Extracted text:
◆ ◆ ◆ ◆ ◆ ◆ ◆
Metabolic profiling of the response to an oral glucose tolerance test detects subtle metabolic changes

Abstract

Background: The prevalence of overweight is increasing globally and has become a serious health problem. Low-grade chronic inflammation in overweight subjects is thought to play an important role in disease development. Novel tools to understand these processes are needed. Metabolic profiling is one such tool that can provide novel insights into the impact of treatments on metabolism.

Methodology: To study the metabolic changes induced by a mild anti-inflammatory drug intervention, plasma metabolic profiling was applied in overweight human volunteers with elevated levels of the inflammatory plasma marker C-reactive protein. Liquid and gas chromatography mass spectrometric methods were used to detect high and low abundant plasma metabolites both in fasted conditions and during an oral glucose tolerance test. This is based on the concept that the resilience of the system can be assessed after perturbing a homeostatic situation.
◆ ◆ ◆ ◆ ◆ ◆ ◆
Things to do:
A. In the metabolic profiling abstract, rewrite the passage between "Background: The prevalence" and "treatments on metabolism.", inclusive, swapping "overweight" for "obesity".
B. Based on the metabolic profiling abstract, mark each statement yes or no and quote the words that decide it: (i) The prevalence of overweight is declining globally. (ii) The volunteers had elevated levels of C-reactive protein. (iii) Only gas chromatography was used to detect plasma metabolites.
C. Write the next part of the abstract on metabolic profiling during an oral glucose tolerance test, starting after its last sentence.

Data block:
◆ ◆ ◆ ◆ ◆ ◆ ◆
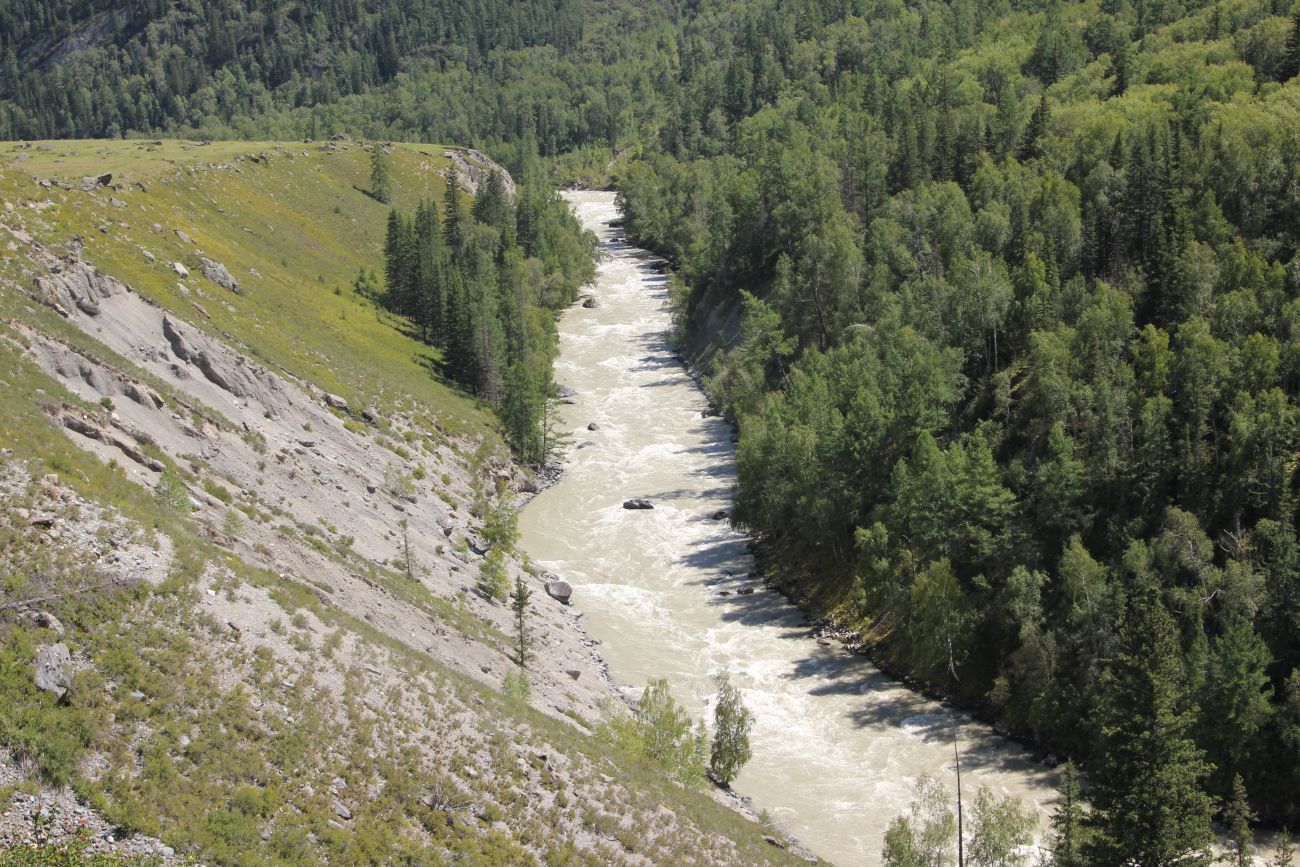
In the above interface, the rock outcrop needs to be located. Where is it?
[199,256,242,295]
[33,642,73,698]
◆ ◆ ◆ ◆ ◆ ◆ ◆
Answers to the exercise:
A.
Background: The prevalence of obesity is increasing globally and has become a serious health problem. Low-grade chronic inflammation in obesity subjects is thought to play an important role in disease development. Novel tools to understand these processes are needed. Metabolic profiling is one such tool that can provide novel insights into the impact of treatments on metabolism.

B.
(i) No: "The prevalence of overweight is increasing globally"
(ii) Yes: "overweight human volunteers with elevated levels of the inflammatory plasma marker C-reactive protein"
(iii) No: "Liquid and gas chromatography mass spectrometric methods were used to detect high and low abundant plasma metabolites"

C.
Conclusions: Metabolic changes were subtle and were only detected using metabolic profiling in combination with an oral glucose tolerance test. The repeated measurements during the oral glucose tolerance test increased statistical power, but the metabolic perturbation also revealed metabolites that respond differentially to the oral glucose tolerance test. Specifically, multiple metabolic intermediates of the glutathione synthesis pathway showed time-dependent suppression in response to the glucose challenge test. The fact that this is an insulin sensitive pathway suggests that inflammatory modulation may alter insulin signaling in overweight men.

Figure 1. Overview of study design, time points at which metabolome was measured and multivariate data analyses.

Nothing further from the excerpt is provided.